WHAT YOU HAVE TO DO:
This exercise calls for printing every record exactly once more.

TASK MATERIAL:

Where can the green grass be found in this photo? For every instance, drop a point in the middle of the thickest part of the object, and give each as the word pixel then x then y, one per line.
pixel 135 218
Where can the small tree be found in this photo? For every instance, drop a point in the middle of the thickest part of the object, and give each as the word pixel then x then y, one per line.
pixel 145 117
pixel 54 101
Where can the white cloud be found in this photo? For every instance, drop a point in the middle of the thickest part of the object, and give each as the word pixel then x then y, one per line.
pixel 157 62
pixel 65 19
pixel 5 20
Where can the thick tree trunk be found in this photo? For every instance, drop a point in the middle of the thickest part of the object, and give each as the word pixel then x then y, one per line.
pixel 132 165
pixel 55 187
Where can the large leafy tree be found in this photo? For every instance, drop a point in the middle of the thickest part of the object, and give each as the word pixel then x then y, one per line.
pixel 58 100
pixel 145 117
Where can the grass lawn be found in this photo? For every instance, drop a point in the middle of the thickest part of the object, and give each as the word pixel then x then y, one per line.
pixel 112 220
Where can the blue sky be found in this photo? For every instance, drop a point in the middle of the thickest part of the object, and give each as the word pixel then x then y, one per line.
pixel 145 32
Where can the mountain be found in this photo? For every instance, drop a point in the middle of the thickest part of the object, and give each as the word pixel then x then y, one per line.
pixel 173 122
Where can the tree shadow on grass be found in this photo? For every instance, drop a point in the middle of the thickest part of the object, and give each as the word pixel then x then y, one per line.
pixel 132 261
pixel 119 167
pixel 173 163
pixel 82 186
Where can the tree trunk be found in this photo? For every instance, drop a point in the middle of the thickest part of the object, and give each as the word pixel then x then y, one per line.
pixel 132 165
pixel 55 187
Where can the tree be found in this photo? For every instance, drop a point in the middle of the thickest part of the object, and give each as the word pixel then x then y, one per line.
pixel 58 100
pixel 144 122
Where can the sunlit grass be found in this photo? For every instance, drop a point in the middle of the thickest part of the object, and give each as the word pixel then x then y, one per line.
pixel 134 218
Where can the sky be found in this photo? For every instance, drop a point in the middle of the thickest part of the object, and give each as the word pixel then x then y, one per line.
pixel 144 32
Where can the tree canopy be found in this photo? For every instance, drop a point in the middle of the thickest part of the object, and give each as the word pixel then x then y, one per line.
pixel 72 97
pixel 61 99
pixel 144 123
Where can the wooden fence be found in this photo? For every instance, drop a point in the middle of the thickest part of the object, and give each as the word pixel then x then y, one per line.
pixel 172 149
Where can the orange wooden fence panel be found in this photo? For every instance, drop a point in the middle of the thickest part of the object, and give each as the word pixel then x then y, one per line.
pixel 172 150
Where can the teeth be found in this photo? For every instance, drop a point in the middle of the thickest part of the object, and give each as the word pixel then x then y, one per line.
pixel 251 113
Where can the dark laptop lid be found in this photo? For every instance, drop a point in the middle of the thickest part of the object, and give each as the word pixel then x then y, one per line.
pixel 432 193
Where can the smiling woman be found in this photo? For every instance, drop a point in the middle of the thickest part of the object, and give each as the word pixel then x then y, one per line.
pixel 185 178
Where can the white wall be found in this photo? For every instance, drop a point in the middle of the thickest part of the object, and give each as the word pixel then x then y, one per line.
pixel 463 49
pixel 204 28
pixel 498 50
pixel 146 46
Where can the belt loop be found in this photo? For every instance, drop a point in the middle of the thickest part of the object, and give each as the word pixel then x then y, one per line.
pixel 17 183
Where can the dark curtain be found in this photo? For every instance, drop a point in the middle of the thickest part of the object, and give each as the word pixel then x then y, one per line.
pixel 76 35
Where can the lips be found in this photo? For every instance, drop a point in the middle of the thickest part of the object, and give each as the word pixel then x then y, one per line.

TASK RESULT:
Where can the green grass be found in this photo? For every instance, drop a point in the middle of the thickest part of the object, and give each as the word pixel then x then y, one per line.
pixel 135 218
Where can the small tree be found in this photo? For every instance, drop a point in the middle of the thickest part of the object, and give each as the word pixel then x then y, one per line.
pixel 145 117
pixel 54 101
Where can the white cloud be found in this photo? For every instance, drop a point in the middle of the thickest part of the object, and give each as the word pixel then x then y, one per line.
pixel 157 62
pixel 65 19
pixel 5 20
Where can the thick tree trunk be found in this photo? For every instance, drop a point in the middle of the thickest part of the object, and give each as the word pixel then x then y, one per line.
pixel 132 165
pixel 55 187
Where can the large leafy tree be found in this photo? For every instance, drop a point in the middle of the thickest part of the object, and give each as the word pixel then x then y, one per line.
pixel 58 100
pixel 145 117
Where can the grass lawn be found in this photo? For every instance, drop a point in the middle of the thickest part of the object, and give each as the word pixel then x then y, one per line.
pixel 112 220
Where can the blue sky be found in this photo? For every instance, drop a point in the middle of the thickest part of the object, and give each as the word pixel then x then y, one per line.
pixel 145 32
Where can the mountain be found in this photo? For every instance, drop a point in the middle of the thickest part of the object, and give each as the word pixel then x then y, one per line.
pixel 173 122
Where can the tree shadow on grass be found in this photo? For every instance, drop a point in the middle of the thickest part of the object, and give each as the word pixel then x then y, one per line.
pixel 132 261
pixel 119 167
pixel 173 163
pixel 82 186
Where can the tree trunk be found in this photo? For every instance, drop a point in the middle of the thickest part of the object, and give each as the word pixel then x then y, one per line.
pixel 132 165
pixel 55 187
Where can the tree be found in this photo? For every instance, drop a point in the middle of the thickest part of the object, and give each as the word pixel then x then y, one per line.
pixel 58 100
pixel 144 122
Where can the sunlit grass be found in this photo? For every instance, drop a point in the middle of the thickest part of the object, and give each as the word pixel then x then y, one per line.
pixel 134 218
Where can the sky be found in this photo? For every instance, drop a point in the middle of the thickest part of the object, and give each as the word pixel then x then y, one per line.
pixel 144 32
Where can the tree canopy be found in this photo? For every instance, drop a point in the middle of the thickest part of the object, and give each as the word pixel then x then y, one per line.
pixel 72 97
pixel 61 99
pixel 144 123
Where can the wooden fence be found in this photo? For every instance, drop a point in the middle of the thickest part of the object, and give each as the word pixel then x then y, one per line.
pixel 172 149
Where can the orange wooden fence panel be found in this photo? For every instance, drop a point in the middle of the thickest part of the object, and give each as the word pixel then x then y, one per line.
pixel 172 150
Where can the teeth be found in this photo? For every instance, drop a point in the middle of the thickest part of the object, and give each as the word pixel then x then y, one per line.
pixel 251 113
Where can the dark laptop lid be found in this photo? For every instance, drop a point in the middle of the thickest part of the object, and give each as the word pixel then x then y, one per line.
pixel 432 193
Where can the smiling woman be found in this photo? For every instance, drop a point in the middle of the thickest part of the object, and give each as the word pixel then x then y, one per line.
pixel 185 178
Where can the white wall be found in this photo? For every instance, drop a point in the middle of the thickest part of the object, and give each as the word pixel then x then y, one per line.
pixel 463 49
pixel 204 28
pixel 498 50
pixel 146 46
Where can the belt loop be found in this photo? For every instance, drop a point in the middle of the thickest part of the object, and give each as the word pixel then x then y, one per line.
pixel 17 183
Where can the dark curtain be found in this photo? For every instance, drop a point in the middle of the thickest part of the object, and give each as the word pixel then x then y, one per line.
pixel 76 35
Where can the lips be found in this photo? For every instance, drop a point in the middle of the thickest part of the object, and give each as the word pixel then x then y, one per line.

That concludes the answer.